╭─ VOCI DEI DATI

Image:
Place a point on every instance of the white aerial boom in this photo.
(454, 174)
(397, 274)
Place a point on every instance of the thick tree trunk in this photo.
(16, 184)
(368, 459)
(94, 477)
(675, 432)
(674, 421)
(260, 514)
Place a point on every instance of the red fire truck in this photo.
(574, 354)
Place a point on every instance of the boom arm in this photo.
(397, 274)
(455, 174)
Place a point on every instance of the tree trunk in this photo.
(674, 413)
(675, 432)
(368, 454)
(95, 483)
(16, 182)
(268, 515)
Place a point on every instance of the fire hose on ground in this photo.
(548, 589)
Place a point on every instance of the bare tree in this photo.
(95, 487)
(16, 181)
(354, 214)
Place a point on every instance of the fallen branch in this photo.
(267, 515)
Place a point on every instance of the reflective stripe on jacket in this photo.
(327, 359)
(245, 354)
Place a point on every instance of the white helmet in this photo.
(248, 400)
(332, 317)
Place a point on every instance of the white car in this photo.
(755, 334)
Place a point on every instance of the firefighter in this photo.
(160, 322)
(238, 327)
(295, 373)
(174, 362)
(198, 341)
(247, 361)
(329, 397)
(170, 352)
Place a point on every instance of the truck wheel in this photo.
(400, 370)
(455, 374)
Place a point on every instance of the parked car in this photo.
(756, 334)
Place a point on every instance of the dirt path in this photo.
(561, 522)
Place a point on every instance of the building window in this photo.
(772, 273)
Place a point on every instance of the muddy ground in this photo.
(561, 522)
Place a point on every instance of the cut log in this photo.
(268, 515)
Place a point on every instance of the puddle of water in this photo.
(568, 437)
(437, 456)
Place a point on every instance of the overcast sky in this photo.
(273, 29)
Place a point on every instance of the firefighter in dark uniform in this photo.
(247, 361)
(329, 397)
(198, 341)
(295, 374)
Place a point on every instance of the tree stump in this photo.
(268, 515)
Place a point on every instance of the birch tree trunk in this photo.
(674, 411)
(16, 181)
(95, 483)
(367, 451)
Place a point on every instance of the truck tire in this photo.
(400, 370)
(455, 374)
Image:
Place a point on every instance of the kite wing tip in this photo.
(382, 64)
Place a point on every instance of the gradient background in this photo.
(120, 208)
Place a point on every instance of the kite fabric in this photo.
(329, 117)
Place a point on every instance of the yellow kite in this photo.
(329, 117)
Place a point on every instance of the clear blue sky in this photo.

╰─

* [COSA FARE]:
Ricopia i dati dalla riga che contiene "Place a point on every instance of the puddle" fino alla fine, estremi inclusi e richieste comprese. Sposta di 9 ogni coordinata nelle risposte.

* [RISULTATO]:
Place a point on every instance of the puddle of water in this photo.
(577, 446)
(446, 465)
Place a point on every instance of the overcast sky in this photo.
(282, 38)
Place a point on every instance of the firefighter in dark uniform in this photo.
(256, 370)
(338, 406)
(207, 350)
(304, 383)
Place a point on every instance of the tree stump in this photo.
(277, 524)
Place a point on every instance of the birch tree trunk in this photo.
(683, 420)
(25, 190)
(104, 492)
(376, 460)
Place a point on every instance of the truck tire in this photo.
(409, 379)
(464, 383)
Image:
Place a point on every instance of the kite wing tip in this photo.
(391, 73)
Place a point on every instance of the gradient background in this photo.
(129, 217)
Place a point on every instance of the kite fabric in this photo.
(338, 126)
Place a point on every instance of the yellow kite in this photo.
(338, 126)
Place a point on every instance of the clear blue sky in this photo.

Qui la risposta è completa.